• _Labeled region data_
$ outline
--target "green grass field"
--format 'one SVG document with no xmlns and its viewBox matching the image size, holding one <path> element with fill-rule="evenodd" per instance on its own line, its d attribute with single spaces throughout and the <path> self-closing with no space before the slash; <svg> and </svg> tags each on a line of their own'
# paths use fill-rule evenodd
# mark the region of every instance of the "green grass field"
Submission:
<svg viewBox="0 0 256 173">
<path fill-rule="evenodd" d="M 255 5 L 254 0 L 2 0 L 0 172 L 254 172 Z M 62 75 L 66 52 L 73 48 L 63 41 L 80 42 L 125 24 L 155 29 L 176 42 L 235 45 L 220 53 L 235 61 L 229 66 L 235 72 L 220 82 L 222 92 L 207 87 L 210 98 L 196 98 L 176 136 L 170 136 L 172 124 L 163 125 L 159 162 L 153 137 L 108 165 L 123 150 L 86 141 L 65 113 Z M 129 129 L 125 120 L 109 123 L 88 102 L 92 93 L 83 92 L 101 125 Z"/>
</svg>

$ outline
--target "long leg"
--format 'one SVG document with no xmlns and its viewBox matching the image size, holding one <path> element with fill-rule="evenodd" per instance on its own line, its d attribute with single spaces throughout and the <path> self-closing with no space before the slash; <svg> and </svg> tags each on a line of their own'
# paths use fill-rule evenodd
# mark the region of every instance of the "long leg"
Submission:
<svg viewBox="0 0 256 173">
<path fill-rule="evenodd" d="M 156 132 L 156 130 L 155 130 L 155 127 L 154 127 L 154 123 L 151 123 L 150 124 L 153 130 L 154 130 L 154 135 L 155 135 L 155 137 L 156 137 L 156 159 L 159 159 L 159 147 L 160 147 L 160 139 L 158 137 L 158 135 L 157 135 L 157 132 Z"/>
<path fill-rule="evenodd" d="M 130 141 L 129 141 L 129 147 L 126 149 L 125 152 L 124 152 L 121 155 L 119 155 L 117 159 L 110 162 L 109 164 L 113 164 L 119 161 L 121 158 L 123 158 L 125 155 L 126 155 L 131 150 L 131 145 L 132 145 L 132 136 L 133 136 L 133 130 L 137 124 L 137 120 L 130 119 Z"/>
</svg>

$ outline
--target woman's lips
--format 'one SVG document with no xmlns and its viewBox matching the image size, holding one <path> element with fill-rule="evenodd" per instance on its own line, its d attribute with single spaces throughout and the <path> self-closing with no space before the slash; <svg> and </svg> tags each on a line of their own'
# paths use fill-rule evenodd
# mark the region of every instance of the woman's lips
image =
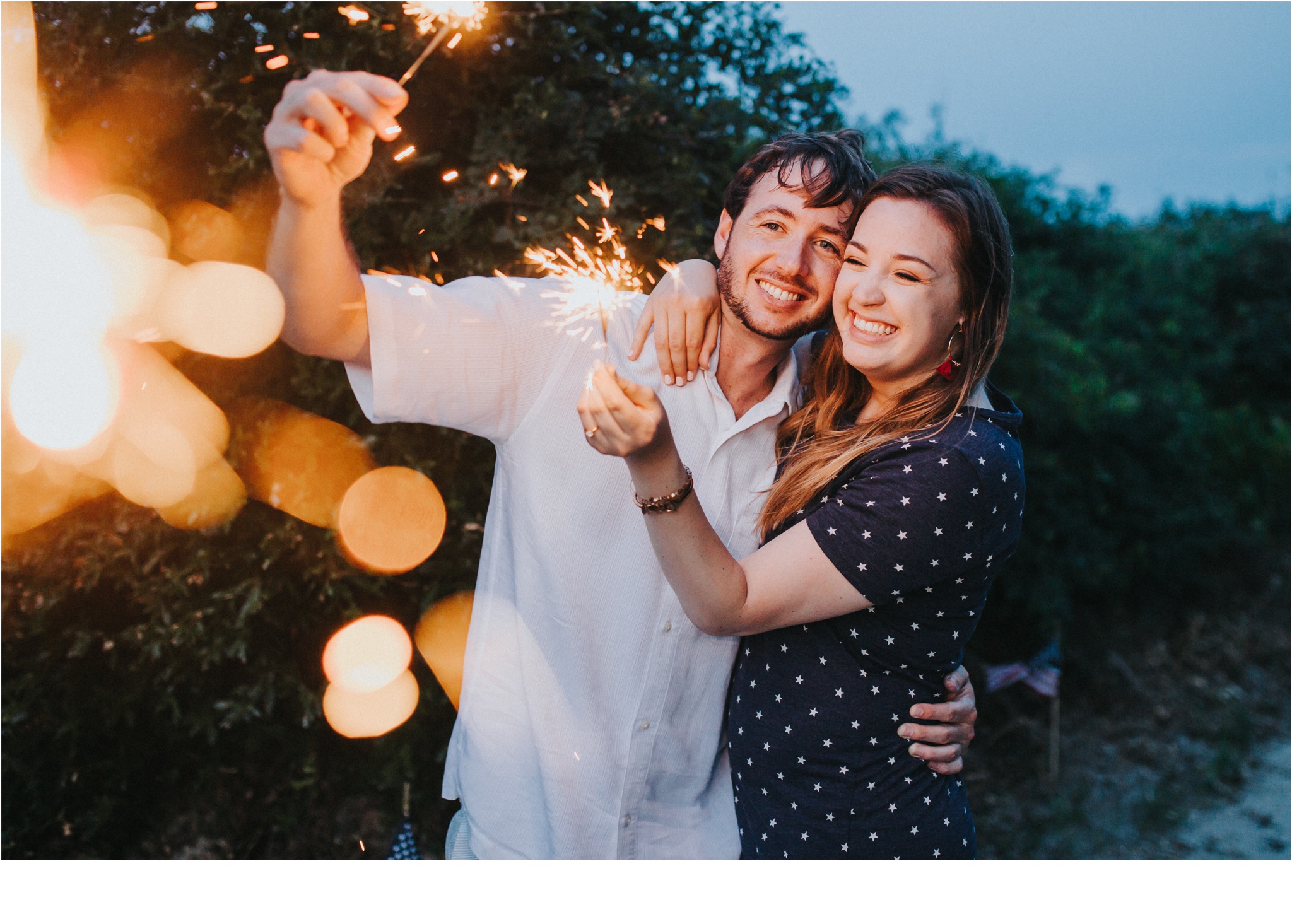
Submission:
<svg viewBox="0 0 1292 924">
<path fill-rule="evenodd" d="M 867 320 L 858 314 L 853 314 L 853 330 L 876 339 L 890 337 L 897 333 L 897 328 L 893 324 L 885 324 L 882 320 Z"/>
</svg>

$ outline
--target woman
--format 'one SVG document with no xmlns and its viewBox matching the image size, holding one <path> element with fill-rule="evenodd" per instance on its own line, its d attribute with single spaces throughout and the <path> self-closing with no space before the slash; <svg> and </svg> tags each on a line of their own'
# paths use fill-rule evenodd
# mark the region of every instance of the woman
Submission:
<svg viewBox="0 0 1292 924">
<path fill-rule="evenodd" d="M 601 366 L 579 404 L 589 443 L 628 461 L 687 616 L 744 636 L 727 733 L 747 858 L 975 850 L 960 779 L 895 729 L 941 695 L 1018 541 L 1021 415 L 986 381 L 1009 230 L 986 185 L 937 167 L 888 173 L 858 209 L 756 553 L 713 532 L 650 389 Z"/>
</svg>

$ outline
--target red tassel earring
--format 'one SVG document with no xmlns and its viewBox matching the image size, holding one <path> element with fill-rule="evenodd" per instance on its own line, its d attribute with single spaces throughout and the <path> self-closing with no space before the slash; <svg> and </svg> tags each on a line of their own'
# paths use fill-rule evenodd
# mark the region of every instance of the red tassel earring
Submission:
<svg viewBox="0 0 1292 924">
<path fill-rule="evenodd" d="M 938 366 L 938 375 L 947 381 L 955 379 L 956 370 L 960 368 L 960 363 L 951 358 L 951 345 L 956 341 L 956 337 L 960 337 L 961 340 L 964 339 L 964 331 L 959 326 L 956 327 L 956 332 L 951 335 L 951 339 L 947 340 L 947 358 L 942 361 L 941 366 Z"/>
</svg>

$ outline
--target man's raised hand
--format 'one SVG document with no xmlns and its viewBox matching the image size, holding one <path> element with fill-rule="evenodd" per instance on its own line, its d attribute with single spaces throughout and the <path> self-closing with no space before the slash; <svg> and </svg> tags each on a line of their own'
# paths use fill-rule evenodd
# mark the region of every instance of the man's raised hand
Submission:
<svg viewBox="0 0 1292 924">
<path fill-rule="evenodd" d="M 311 71 L 292 80 L 265 127 L 265 146 L 284 196 L 311 207 L 340 194 L 372 159 L 372 140 L 399 137 L 408 94 L 364 71 Z"/>
</svg>

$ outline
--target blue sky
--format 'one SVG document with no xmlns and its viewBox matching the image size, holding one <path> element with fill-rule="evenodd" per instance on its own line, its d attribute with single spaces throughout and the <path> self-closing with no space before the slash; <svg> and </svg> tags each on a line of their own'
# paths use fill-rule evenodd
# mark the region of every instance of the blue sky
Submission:
<svg viewBox="0 0 1292 924">
<path fill-rule="evenodd" d="M 948 138 L 1058 182 L 1167 196 L 1288 202 L 1287 3 L 783 3 L 833 63 L 850 116 L 942 106 Z"/>
</svg>

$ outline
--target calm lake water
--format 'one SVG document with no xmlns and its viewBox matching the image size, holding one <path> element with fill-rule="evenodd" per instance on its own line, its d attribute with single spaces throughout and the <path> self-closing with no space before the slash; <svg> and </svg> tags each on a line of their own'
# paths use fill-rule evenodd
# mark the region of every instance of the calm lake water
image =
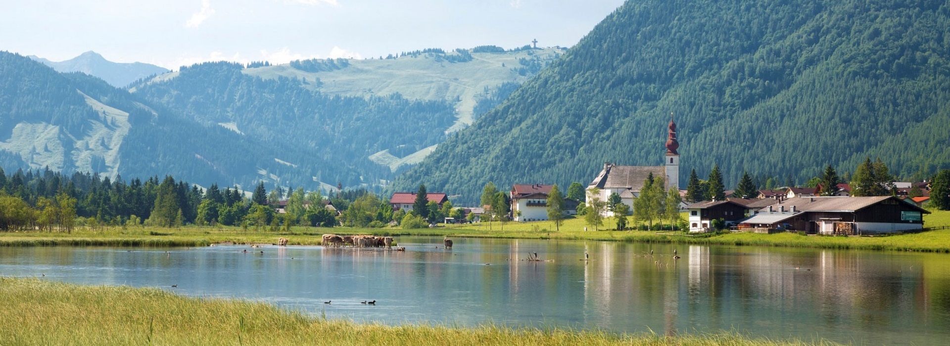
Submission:
<svg viewBox="0 0 950 346">
<path fill-rule="evenodd" d="M 160 287 L 384 323 L 950 342 L 950 255 L 506 239 L 455 239 L 446 250 L 441 240 L 397 238 L 406 252 L 0 247 L 0 275 Z M 580 261 L 584 251 L 590 261 Z M 553 262 L 524 261 L 529 252 Z"/>
</svg>

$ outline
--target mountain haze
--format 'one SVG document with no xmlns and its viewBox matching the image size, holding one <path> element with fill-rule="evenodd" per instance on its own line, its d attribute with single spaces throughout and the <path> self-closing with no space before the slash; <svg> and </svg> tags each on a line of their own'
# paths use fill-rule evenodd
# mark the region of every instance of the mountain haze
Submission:
<svg viewBox="0 0 950 346">
<path fill-rule="evenodd" d="M 658 165 L 679 125 L 680 181 L 719 164 L 799 182 L 881 156 L 901 176 L 950 162 L 944 1 L 628 1 L 394 190 L 477 200 L 482 186 L 589 182 Z"/>
<path fill-rule="evenodd" d="M 113 63 L 91 50 L 63 62 L 51 62 L 32 55 L 29 58 L 59 72 L 83 72 L 99 77 L 115 87 L 124 87 L 139 79 L 168 72 L 164 67 L 150 64 Z"/>
</svg>

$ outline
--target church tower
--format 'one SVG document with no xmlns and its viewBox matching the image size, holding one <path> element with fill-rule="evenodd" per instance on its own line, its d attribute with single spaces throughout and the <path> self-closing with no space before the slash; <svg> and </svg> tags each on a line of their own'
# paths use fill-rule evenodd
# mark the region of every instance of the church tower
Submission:
<svg viewBox="0 0 950 346">
<path fill-rule="evenodd" d="M 679 190 L 679 142 L 676 141 L 676 123 L 673 122 L 673 113 L 670 113 L 670 135 L 666 139 L 666 187 L 675 187 Z"/>
</svg>

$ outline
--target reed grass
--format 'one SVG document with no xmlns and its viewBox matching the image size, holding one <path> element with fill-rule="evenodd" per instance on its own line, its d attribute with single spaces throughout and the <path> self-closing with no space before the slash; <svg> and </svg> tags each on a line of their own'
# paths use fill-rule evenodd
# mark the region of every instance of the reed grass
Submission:
<svg viewBox="0 0 950 346">
<path fill-rule="evenodd" d="M 358 324 L 261 302 L 156 288 L 0 278 L 0 345 L 830 345 L 736 333 L 618 335 L 559 328 Z"/>
</svg>

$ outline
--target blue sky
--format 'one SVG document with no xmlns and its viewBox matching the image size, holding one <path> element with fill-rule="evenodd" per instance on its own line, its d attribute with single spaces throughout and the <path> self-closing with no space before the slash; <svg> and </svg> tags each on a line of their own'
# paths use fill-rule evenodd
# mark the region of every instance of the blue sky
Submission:
<svg viewBox="0 0 950 346">
<path fill-rule="evenodd" d="M 0 50 L 177 68 L 427 47 L 570 46 L 622 0 L 0 0 Z"/>
</svg>

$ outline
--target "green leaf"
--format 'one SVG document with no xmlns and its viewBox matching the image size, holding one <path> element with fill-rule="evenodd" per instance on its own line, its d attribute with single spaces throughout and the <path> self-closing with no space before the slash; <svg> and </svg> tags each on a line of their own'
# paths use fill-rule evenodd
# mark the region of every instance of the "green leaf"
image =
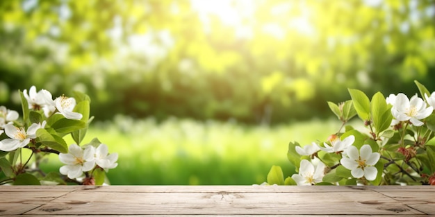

• _Request_
Count the lines in the data above that contain the string "earring", matching case exactly, and reply with only the number.

• _The result_
2